> [RECORDS PROVIDED]:
►
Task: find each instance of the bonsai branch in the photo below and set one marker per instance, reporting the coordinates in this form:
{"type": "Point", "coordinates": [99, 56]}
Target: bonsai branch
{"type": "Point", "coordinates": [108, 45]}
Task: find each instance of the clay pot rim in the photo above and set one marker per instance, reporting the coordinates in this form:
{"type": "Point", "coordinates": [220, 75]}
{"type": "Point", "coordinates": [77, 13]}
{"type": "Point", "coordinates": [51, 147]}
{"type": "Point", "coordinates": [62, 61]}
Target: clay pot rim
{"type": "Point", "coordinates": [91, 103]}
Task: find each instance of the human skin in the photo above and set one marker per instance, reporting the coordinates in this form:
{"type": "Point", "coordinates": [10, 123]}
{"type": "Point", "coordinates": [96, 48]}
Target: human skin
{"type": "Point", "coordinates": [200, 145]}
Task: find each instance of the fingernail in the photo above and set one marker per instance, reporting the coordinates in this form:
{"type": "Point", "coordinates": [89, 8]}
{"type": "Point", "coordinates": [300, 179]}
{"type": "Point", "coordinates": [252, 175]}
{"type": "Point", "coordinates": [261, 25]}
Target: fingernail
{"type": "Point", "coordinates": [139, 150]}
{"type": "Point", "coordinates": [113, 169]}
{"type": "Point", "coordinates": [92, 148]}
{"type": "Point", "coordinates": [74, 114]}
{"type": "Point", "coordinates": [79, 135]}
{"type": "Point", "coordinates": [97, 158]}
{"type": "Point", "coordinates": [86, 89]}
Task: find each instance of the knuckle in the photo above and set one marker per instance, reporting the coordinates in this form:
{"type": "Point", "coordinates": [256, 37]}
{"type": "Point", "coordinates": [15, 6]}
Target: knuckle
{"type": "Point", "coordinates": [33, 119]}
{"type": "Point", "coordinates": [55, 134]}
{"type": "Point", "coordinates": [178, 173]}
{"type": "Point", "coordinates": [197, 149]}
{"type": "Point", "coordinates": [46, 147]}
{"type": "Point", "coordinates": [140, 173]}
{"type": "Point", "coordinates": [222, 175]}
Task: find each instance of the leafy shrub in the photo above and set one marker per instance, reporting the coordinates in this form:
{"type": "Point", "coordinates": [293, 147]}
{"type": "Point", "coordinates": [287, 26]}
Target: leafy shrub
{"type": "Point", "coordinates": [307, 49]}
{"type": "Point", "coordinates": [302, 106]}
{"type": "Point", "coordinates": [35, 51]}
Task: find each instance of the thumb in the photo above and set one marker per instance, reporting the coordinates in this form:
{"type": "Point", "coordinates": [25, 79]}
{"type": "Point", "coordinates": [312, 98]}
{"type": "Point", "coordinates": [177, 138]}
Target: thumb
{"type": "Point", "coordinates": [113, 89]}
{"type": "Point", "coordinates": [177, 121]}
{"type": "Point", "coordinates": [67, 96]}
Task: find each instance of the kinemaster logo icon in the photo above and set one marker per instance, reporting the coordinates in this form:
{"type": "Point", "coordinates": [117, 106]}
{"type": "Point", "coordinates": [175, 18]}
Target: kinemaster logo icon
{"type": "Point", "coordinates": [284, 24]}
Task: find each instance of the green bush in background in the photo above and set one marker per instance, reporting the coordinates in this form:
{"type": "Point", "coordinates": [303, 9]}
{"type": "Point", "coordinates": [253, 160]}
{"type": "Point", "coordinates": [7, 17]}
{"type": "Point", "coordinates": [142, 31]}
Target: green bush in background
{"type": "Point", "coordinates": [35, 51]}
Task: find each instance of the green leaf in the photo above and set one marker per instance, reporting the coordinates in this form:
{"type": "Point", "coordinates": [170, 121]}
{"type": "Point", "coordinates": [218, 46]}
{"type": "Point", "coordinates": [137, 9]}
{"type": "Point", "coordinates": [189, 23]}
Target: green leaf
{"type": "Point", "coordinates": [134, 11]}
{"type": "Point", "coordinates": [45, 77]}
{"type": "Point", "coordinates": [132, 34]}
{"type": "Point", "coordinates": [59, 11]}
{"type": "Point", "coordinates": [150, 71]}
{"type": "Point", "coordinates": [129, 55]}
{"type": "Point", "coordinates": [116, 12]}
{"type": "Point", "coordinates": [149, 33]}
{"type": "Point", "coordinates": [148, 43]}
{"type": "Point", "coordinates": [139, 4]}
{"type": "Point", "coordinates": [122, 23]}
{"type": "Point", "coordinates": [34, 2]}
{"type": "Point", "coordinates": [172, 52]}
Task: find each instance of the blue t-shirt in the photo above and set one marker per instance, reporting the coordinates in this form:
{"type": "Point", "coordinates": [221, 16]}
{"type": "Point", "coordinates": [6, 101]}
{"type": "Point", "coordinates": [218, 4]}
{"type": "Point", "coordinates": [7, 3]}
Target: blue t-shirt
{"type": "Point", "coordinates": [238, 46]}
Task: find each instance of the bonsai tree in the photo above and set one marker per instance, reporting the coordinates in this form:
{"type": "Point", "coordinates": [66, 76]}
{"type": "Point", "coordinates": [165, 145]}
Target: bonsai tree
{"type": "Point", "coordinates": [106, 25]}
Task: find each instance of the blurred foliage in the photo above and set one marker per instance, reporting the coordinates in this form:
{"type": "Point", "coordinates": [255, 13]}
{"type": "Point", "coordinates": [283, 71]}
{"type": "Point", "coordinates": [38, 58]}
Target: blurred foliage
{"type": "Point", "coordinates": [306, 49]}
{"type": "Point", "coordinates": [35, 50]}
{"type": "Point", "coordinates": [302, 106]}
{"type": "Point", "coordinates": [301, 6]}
◄
> [EXERCISE BRIEF]: Exact repetition is required for the lines from the one that contains "Task: find each instance of the blurred" through the final line; leave out everything else.

> [FINISHED ANSWER]:
Task: find each instance of the blurred foliage in the photo above and set one marker per instance, reporting the coordinates in this form:
{"type": "Point", "coordinates": [255, 13]}
{"type": "Point", "coordinates": [283, 71]}
{"type": "Point", "coordinates": [38, 58]}
Target: blurred foliage
{"type": "Point", "coordinates": [306, 49]}
{"type": "Point", "coordinates": [35, 50]}
{"type": "Point", "coordinates": [302, 106]}
{"type": "Point", "coordinates": [301, 6]}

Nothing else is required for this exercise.